START Reading text

PRETORIA, South Africa, Feb. 18 -- South Africa on Friday reported a 57 percent jump in deaths between 1997 and 2002, providing a startling -- if indirect -- picture of the rocketing toll of the country's AIDS epidemic.

Releasing figures from a widely awaited national mortality study, Statistics South Africa (Stats SA) said reported deaths had leapt to 499,268 in 2002 from 318,287 in 1997.

Among those older than 15, deaths increased by 62 percent.

The report showed deaths increasing most rapidly for women and people ages 20 to 49 -- the groups considered most susceptible to the human immunodeficiency virus that causes AIDS and that affects an estimated one in nine of the country's 43 million people.

The study "provides indirect evidence that the HIV epidemic in South Africa is raising the mortality levels of prime aged adults," the head of Stats SA, Pali Lehohla, said in a statement.

The study appeared likely to spark new debate over the extent of the AIDS crisis in South Africa, where President Thabo Mbeki's government is often accused by critics of underplaying and underestimating the crisis.

END Reading text

- _Your objective_
According to the report on South African mortality, by what percentage did deaths increase among those older than 15? The lines that come next are not required for the task.

START Dataset records

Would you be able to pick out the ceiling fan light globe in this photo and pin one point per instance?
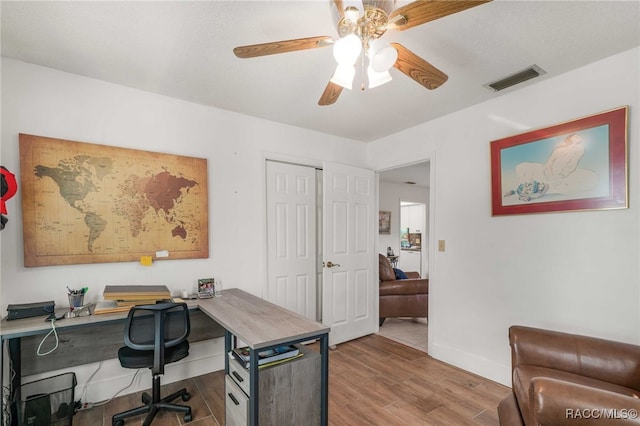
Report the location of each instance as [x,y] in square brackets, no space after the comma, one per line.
[377,78]
[352,14]
[347,49]
[384,59]
[344,75]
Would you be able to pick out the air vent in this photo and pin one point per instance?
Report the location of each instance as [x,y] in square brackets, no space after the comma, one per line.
[517,78]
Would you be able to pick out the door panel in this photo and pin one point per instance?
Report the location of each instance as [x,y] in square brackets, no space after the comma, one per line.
[348,240]
[291,237]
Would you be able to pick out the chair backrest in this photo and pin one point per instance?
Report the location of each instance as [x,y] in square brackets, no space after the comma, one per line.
[156,328]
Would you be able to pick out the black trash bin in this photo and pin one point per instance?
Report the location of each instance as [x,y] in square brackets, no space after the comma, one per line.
[48,401]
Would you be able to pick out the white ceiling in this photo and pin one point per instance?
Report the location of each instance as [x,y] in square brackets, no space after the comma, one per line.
[183,49]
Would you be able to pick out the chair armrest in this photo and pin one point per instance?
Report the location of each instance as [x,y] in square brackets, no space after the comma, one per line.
[556,402]
[606,360]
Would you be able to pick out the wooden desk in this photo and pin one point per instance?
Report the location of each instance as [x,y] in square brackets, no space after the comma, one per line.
[262,325]
[258,323]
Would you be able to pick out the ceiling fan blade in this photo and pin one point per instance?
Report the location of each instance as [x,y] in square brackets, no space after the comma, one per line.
[284,46]
[418,69]
[421,11]
[330,94]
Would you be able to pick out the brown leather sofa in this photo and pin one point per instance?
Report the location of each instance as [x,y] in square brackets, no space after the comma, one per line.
[566,379]
[401,298]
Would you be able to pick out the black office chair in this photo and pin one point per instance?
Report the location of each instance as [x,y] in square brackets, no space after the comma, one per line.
[155,335]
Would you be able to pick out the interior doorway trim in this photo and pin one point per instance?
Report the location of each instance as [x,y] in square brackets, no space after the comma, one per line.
[433,258]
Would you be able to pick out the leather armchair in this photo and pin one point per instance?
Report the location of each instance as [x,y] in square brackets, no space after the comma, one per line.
[567,379]
[401,298]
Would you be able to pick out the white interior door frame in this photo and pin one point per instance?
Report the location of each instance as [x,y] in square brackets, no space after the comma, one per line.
[433,235]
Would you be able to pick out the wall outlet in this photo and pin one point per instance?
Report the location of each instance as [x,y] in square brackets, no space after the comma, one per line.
[85,406]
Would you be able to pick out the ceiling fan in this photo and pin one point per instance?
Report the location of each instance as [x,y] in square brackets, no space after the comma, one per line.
[360,25]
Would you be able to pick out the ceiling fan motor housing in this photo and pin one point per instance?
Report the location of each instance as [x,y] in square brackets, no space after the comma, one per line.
[370,26]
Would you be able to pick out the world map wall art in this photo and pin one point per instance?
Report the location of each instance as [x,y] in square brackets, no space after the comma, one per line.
[88,203]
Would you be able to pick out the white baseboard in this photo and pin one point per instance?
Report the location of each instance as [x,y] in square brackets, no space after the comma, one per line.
[481,366]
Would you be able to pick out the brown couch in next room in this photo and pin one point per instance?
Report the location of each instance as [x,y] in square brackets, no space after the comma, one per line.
[401,298]
[567,379]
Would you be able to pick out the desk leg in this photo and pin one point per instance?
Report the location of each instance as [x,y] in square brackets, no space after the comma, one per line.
[227,349]
[253,388]
[324,380]
[15,379]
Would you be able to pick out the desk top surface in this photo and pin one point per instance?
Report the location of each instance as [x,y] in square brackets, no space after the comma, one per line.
[255,321]
[259,323]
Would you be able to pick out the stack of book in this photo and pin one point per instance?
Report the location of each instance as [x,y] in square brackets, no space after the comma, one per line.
[268,357]
[120,298]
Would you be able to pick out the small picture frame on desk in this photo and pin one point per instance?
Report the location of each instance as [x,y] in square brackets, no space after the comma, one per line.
[206,287]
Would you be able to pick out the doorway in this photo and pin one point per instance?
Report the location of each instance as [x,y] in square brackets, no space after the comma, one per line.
[404,191]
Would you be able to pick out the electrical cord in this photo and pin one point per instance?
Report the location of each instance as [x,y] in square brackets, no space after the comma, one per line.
[118,393]
[55,333]
[86,384]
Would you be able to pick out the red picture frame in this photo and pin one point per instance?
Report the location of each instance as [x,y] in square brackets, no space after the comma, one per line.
[572,166]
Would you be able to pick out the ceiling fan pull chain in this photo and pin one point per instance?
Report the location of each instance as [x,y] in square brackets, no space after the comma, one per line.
[362,55]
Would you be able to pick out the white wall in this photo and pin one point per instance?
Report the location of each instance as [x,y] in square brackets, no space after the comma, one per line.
[46,102]
[576,272]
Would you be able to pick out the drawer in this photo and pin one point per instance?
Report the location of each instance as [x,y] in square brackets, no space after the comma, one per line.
[236,404]
[239,374]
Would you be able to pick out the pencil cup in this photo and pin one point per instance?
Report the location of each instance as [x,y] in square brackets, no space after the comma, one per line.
[76,300]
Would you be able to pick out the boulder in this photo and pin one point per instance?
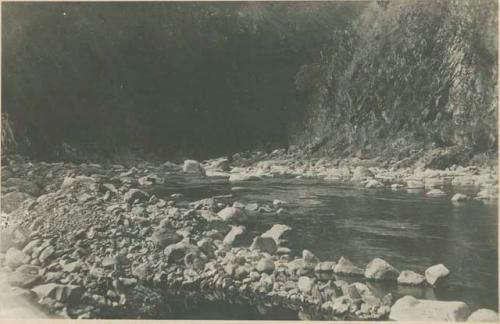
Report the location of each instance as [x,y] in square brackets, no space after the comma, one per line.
[374,184]
[345,266]
[436,274]
[435,193]
[459,197]
[62,293]
[22,185]
[135,194]
[232,214]
[414,184]
[13,200]
[25,276]
[310,259]
[277,232]
[265,265]
[361,172]
[162,237]
[305,284]
[192,166]
[235,235]
[15,258]
[326,266]
[264,244]
[408,277]
[483,315]
[379,269]
[176,252]
[236,177]
[409,308]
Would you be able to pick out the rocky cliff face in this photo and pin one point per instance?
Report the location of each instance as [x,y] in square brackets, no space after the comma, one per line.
[408,78]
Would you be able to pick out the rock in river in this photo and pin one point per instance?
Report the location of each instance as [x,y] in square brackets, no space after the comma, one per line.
[483,315]
[305,284]
[409,308]
[436,274]
[277,232]
[234,235]
[265,265]
[345,266]
[15,258]
[379,269]
[264,244]
[232,214]
[192,166]
[408,277]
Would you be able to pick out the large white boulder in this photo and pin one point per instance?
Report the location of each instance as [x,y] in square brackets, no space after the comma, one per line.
[192,166]
[483,315]
[409,308]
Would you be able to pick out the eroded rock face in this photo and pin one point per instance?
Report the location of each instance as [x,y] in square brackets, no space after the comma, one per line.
[379,269]
[409,308]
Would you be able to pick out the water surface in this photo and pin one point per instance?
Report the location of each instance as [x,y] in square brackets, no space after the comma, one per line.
[408,230]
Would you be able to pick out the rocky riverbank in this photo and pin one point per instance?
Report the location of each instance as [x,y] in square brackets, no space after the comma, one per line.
[92,241]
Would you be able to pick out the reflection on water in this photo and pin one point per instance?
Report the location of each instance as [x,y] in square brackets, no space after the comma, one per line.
[410,231]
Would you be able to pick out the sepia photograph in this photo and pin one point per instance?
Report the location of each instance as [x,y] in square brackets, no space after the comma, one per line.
[249,160]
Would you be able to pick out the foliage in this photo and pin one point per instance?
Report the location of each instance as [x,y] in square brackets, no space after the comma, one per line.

END Dataset records

- _Reply to the task_
62 percent